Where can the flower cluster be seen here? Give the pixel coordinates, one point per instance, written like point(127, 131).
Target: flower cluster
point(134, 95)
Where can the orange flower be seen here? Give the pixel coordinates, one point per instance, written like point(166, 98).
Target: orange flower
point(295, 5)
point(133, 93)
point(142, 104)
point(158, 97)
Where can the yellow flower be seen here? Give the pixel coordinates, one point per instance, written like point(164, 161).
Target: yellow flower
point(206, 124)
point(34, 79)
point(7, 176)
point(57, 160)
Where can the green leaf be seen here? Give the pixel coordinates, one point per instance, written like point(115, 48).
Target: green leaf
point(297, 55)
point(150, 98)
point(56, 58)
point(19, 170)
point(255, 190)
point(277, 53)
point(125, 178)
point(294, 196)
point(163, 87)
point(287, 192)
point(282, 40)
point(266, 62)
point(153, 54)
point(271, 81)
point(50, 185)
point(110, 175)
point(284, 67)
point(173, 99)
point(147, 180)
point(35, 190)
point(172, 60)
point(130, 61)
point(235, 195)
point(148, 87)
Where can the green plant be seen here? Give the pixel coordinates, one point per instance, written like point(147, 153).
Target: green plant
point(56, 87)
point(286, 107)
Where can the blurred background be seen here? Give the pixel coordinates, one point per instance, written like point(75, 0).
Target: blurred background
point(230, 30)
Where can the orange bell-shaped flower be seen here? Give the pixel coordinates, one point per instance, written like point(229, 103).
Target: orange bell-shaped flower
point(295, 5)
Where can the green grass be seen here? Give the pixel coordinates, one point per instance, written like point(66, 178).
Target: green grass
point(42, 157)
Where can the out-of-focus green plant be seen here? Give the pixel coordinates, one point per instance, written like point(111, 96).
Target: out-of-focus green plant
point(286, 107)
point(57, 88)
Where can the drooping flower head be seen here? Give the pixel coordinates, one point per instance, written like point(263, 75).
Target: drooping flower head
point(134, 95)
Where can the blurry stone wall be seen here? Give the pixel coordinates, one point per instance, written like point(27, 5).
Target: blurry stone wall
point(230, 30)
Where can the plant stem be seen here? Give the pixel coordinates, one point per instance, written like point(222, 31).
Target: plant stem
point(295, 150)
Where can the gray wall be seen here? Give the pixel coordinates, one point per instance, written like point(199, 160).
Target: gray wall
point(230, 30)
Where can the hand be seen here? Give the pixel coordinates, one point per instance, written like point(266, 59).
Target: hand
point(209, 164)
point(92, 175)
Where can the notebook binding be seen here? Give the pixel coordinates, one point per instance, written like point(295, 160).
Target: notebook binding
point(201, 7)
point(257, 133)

────────────────────

Write out the entire listing exactly.

Answer for the task.
Where can the flower cluster be seen here? Give the pixel coordinates, one point per instance, written like point(127, 131).
Target: flower cluster
point(134, 95)
Where can the orange flower be seen here? Give the pixel coordinates, one point per instance, written like point(166, 98).
Target: orange flower
point(295, 5)
point(133, 93)
point(142, 104)
point(158, 97)
Where can the yellow flower be seen here? Give the pixel coordinates, one point per instance, written like point(164, 161).
Target: yellow flower
point(206, 124)
point(34, 79)
point(7, 176)
point(57, 160)
Where can the green leaf be seen here? Give the pixel coordinates, one point per instance, written like point(115, 48).
Target: green leaf
point(297, 55)
point(150, 98)
point(56, 58)
point(19, 170)
point(255, 190)
point(277, 53)
point(125, 178)
point(294, 196)
point(163, 87)
point(287, 192)
point(282, 40)
point(266, 62)
point(153, 54)
point(271, 81)
point(50, 185)
point(110, 175)
point(284, 67)
point(173, 99)
point(147, 180)
point(35, 190)
point(172, 60)
point(130, 61)
point(235, 195)
point(148, 87)
Where can the green plant be seen here? Give the pixel coordinates, one point per instance, written like point(147, 153).
Target: green plant
point(56, 87)
point(286, 107)
Where can the blurred background be seen here? Give the pixel coordinates, one point per instance, written like point(75, 0).
Target: blurred background
point(230, 30)
Where can the orange bell-shaped flower be seen here? Give the pixel coordinates, one point per instance, written like point(229, 103).
Target: orange bell-shaped flower
point(295, 5)
Where can the green grass be seen here? Give the pixel coordinates, one point per instance, written like point(66, 178).
Target: green grass
point(42, 157)
Where can the out-of-focus green plant be seen here? Give the pixel coordinates, one point per instance, written like point(111, 96).
Target: out-of-focus green plant
point(286, 107)
point(57, 88)
Where can the drooping flower head be seen here? Give the pixel coordinates, one point per instance, written like point(263, 75).
Target: drooping flower head
point(134, 95)
Where can the blurry stone wall be seen here? Give the pixel coordinates, one point per instance, written like point(27, 5).
Target: blurry stone wall
point(230, 30)
Where can the plant stem be seen here? Give the pixel coordinates, one point per instance, written like point(222, 31).
Target: plant stem
point(295, 150)
Where can the gray wall be seen here? Give the pixel coordinates, one point per instance, written like point(199, 160).
Target: gray wall
point(230, 30)
Where can the hand be seen here? Give the pixel coordinates, one point per instance, written like point(266, 59).
Target: hand
point(209, 164)
point(92, 175)
Where can the notebook binding be seen here? Give the pixel coordinates, one point per instance, written like point(295, 160).
Target: notebook binding
point(201, 7)
point(257, 133)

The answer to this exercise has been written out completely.